Prefix/Length Next Hop
18/8 171.69.245.10

(b)

Prefix/Length Interface MAC Address
18/8 if0 8:0:2b:e4:b:1:2

Table 1. Example Rows from (a) Routing and (b) Forwarding Tables.

Before getting into the details of routing, we need to remind ourselves of the key question we should be asking anytime we try to build a mechanism for the Internet: "Does this solution scale?" The answer for the algorithms and protocols described in this section is "not so much." They are designed for networks of fairly modest size—up to a few hundred nodes, in practice. However, the solutions we describe do serve as a building block for a hierarchical routing infrastructure that is used in the Internet today. Specifically, the protocols described in this section are collectively known as intradomain routing protocols, or interior gateway protocols (IGPs). To understand these terms, we need to define a routing domain. A good working definition is an internetwork in which all the routers are under the same administrative control (e.g., a single university campus, or the network of a single Internet Service Provider). The relevance of this definition will become apparent in the next chapter when we look at interdomain routing protocols. For now, the important thing to keep in mind is that we are considering the problem of routing in the context of small to midsized networks, not for a network the size of the Internet.

→ **Given records**:
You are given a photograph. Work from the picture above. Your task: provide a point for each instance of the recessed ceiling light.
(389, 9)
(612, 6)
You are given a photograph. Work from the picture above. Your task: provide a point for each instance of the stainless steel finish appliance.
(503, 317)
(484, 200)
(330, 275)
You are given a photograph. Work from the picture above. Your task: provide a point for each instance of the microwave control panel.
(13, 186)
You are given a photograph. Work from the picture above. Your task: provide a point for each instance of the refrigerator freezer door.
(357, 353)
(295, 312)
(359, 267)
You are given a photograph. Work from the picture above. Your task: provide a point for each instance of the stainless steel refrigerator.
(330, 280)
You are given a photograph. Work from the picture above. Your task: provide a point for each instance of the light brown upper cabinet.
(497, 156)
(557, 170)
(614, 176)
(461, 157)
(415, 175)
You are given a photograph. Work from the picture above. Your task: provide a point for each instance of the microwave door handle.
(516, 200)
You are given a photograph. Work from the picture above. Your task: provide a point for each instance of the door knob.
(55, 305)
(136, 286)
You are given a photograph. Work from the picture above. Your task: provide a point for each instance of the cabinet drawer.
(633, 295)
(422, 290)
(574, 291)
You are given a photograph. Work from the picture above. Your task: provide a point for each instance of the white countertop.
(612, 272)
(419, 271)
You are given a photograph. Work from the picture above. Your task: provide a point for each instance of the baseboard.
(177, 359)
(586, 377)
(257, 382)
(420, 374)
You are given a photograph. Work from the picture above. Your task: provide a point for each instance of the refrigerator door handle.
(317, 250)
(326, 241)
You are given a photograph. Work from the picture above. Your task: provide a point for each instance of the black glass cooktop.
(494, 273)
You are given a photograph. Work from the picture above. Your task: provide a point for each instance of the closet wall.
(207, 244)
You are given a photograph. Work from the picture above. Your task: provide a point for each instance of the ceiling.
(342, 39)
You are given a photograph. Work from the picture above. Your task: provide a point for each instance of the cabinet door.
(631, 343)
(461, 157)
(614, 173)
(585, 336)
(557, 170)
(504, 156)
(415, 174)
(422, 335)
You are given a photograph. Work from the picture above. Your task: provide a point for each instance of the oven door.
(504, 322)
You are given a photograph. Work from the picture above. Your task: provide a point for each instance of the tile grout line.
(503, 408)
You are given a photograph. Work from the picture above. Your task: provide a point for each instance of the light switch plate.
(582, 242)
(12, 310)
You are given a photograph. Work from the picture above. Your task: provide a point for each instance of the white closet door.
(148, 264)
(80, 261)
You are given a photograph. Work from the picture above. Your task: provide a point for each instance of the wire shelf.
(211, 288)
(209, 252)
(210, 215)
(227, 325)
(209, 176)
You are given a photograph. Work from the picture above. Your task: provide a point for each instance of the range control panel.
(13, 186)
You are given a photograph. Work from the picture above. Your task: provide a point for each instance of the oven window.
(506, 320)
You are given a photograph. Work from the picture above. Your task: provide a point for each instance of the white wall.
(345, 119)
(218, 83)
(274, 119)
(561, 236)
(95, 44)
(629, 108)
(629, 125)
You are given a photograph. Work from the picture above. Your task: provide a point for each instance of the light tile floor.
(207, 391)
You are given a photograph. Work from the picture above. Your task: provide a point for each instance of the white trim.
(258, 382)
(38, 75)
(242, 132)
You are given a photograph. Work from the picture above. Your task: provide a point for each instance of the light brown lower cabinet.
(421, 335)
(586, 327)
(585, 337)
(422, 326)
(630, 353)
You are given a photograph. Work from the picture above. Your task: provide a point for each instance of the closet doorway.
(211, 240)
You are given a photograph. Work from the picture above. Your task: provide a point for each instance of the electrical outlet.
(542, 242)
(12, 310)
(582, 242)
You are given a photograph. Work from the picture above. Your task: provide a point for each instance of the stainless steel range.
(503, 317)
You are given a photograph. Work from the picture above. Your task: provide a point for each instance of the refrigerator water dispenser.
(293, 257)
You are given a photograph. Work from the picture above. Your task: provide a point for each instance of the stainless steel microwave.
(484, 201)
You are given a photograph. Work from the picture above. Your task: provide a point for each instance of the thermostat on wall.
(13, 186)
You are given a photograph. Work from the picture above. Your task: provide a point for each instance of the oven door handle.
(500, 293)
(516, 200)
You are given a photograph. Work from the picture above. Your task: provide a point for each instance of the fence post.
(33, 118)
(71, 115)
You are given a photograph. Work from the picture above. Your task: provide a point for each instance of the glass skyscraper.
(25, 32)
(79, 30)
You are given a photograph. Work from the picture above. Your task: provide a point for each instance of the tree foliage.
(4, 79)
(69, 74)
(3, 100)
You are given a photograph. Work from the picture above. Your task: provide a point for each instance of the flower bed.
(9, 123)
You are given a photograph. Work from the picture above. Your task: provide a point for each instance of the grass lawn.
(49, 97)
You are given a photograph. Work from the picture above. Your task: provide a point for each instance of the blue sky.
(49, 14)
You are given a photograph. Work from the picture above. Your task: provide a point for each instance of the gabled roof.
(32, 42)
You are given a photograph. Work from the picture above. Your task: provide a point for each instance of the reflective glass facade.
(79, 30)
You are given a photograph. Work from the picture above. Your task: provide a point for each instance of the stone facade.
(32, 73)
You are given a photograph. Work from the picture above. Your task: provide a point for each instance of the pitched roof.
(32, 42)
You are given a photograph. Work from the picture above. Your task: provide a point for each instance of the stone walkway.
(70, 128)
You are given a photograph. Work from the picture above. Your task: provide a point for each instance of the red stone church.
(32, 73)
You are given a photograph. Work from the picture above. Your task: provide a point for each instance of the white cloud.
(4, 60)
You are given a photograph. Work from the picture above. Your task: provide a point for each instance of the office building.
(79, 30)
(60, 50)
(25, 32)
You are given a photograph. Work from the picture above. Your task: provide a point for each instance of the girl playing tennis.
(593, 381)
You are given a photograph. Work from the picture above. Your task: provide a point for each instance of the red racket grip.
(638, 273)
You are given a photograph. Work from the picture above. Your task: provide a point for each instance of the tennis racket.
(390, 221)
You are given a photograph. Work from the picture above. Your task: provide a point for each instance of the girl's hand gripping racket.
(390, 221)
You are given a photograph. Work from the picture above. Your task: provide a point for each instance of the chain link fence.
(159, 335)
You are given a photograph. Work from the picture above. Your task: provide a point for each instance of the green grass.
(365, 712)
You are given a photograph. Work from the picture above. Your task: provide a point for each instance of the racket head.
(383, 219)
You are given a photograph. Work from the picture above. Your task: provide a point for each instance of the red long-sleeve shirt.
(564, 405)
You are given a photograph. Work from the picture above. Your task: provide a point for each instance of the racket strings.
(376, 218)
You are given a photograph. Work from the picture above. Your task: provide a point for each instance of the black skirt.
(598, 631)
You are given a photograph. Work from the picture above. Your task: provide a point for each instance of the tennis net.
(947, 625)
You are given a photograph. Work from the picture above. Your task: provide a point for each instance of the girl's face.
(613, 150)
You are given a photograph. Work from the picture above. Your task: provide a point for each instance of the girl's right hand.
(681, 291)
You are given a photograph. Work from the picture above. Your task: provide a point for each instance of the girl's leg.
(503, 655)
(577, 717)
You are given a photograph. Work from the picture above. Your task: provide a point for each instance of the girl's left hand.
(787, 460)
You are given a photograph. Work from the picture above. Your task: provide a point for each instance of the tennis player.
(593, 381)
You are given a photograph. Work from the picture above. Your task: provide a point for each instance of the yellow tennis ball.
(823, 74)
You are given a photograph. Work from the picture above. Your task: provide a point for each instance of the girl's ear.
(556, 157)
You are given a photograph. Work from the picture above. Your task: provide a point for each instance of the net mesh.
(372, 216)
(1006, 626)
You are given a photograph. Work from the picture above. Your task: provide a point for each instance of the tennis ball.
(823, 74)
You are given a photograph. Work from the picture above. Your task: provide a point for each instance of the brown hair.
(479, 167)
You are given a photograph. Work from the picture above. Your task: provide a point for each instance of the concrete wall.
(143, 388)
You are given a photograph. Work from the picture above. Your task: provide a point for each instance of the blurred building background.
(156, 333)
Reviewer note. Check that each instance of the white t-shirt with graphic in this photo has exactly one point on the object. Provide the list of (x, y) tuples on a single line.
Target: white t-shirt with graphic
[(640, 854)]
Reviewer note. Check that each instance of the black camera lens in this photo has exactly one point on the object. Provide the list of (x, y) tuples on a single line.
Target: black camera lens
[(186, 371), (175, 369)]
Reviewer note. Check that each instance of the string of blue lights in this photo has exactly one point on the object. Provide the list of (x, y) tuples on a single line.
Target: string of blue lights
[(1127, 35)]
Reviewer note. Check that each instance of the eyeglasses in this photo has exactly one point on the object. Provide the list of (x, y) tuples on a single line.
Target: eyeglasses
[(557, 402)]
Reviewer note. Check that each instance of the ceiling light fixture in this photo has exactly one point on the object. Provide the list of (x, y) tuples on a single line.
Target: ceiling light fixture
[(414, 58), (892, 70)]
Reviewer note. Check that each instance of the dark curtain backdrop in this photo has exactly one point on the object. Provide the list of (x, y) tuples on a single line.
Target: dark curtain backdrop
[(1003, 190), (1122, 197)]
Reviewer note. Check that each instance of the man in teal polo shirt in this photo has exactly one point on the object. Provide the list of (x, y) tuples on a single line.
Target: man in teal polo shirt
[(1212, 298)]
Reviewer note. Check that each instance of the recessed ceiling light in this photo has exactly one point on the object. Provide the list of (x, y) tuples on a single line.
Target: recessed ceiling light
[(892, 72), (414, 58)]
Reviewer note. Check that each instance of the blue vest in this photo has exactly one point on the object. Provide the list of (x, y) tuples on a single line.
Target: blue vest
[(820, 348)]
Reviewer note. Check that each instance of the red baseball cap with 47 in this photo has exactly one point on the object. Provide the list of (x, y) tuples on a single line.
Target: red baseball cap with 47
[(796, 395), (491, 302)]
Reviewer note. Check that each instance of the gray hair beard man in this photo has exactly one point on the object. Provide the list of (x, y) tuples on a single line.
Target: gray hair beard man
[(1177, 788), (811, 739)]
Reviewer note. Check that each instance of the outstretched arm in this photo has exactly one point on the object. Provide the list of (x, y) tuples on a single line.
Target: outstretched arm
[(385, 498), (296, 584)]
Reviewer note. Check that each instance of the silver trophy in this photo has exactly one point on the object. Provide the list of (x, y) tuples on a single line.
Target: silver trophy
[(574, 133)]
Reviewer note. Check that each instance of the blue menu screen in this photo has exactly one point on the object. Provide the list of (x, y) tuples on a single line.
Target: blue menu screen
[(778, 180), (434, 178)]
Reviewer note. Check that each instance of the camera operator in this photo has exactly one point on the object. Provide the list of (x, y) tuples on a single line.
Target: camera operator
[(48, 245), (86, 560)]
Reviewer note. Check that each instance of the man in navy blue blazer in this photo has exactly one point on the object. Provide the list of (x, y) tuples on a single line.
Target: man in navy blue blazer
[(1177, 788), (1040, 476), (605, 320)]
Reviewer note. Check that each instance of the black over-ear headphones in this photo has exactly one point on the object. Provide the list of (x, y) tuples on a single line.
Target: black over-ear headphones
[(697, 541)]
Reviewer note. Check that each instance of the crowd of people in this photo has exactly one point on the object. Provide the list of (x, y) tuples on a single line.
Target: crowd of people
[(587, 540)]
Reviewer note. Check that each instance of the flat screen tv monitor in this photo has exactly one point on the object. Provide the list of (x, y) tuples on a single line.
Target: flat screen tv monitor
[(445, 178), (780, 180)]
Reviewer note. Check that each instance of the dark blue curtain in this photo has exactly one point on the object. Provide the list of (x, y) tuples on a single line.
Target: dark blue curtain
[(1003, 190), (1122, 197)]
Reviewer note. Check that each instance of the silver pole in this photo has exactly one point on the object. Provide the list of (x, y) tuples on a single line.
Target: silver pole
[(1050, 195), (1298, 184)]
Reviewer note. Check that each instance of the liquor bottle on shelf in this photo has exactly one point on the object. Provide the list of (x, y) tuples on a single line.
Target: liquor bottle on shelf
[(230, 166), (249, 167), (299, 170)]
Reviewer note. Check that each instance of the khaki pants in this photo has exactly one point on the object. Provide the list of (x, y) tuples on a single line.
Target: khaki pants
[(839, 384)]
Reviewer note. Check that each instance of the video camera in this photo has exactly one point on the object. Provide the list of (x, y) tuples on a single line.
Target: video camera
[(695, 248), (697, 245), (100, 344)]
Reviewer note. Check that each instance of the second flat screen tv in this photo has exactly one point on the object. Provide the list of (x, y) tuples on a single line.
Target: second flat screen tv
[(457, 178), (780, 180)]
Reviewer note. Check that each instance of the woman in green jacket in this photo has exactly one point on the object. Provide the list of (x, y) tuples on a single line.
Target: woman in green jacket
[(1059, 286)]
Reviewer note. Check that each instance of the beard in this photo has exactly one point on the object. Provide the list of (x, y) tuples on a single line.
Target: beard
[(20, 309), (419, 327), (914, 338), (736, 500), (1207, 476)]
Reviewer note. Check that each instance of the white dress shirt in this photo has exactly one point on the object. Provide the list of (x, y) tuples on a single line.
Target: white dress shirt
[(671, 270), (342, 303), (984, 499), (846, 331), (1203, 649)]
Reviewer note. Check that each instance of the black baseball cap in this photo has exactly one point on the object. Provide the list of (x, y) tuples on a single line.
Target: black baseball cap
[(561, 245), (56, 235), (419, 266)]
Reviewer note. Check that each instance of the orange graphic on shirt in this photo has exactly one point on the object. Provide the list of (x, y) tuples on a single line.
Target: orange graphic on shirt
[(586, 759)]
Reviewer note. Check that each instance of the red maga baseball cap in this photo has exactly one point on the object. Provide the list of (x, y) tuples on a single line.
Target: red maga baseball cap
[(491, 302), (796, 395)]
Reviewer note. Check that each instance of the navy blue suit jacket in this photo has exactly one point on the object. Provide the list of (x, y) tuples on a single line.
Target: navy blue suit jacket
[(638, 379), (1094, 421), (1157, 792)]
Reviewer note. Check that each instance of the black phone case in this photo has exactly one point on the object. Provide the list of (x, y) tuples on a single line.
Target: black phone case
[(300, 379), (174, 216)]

→ **Given problem A**:
In the records, copy every line verbatim, starting at the line that contains "Reviewer note. Check that each instance of the beard" and ending at the line that contains "[(671, 270), (342, 303), (984, 499), (846, 331), (1203, 649)]", including both of those lines.
→ **Given problem B**:
Continue the passage on intradomain routing from the point where it stops.
The routing passage and the records have no connection to each other.

→ **Exercise response A**:
Reviewer note. Check that each instance of the beard in this photo has exactly one point on the object. Provide the list of (x, y) tuples on a single line.
Target: beard
[(20, 309), (419, 327), (914, 338), (736, 500), (1207, 476)]
Reviewer note. Check that each instance of the white dress shirt in this photo has exactly one point on the object. Provide the list of (x, y) tuples on a single line.
Target: white dress shirt
[(671, 270), (342, 303), (984, 499), (846, 331), (1203, 649)]

→ **Exercise response B**:
## Network as a Graph

Routing is, in essence, a problem of graph theory. Figure 1 shows a graph representing a network. The nodes of the graph, labeled A through F, may be hosts, switches, routers, or networks. For our initial discussion, we will focus on the case where the nodes are routers. The edges of the graph correspond to the network links. Each edge has an associated cost, which gives some indication of the desirability of sending traffic over that link. A discussion of how edge costs are assigned is given in a later section.

In the example networks (graphs) used throughout this chapter, we use undirected edges and assign each edge a single cost. This is actually a slight simplification. It is more accurate to make the edges directed, which typically means that there would be a pair of edges between each node—one flowing in each direction, and each with its own edge cost.

The basic problem of routing is to find the lowest-cost path between any two nodes, where the cost of a path equals the sum of the costs of all the edges that make up the path. For a simple network like the one in Figure 1, you could imagine just calculating all the shortest paths and loading them into some nonvolatile storage on each node. Such a static approach has several shortcomings:

• It does not deal with node or link failures.

• It does not consider the addition of new nodes or links.

• It implies that edge costs cannot change, even though we might reasonably wish to have link costs change over time (e.g., assigning high cost to a link that is heavily loaded).

For these reasons, routing is achieved in most practical networks by running routing protocols among the nodes. These protocols provide a distributed, dynamic way to solve the problem of finding the lowest-cost path in the presence of link and node failures and changing edge costs. Note the word distributed in the previous sentence; it is difficult to make centralized solutions scalable, so all the widely used routing protocols use distributed algorithms.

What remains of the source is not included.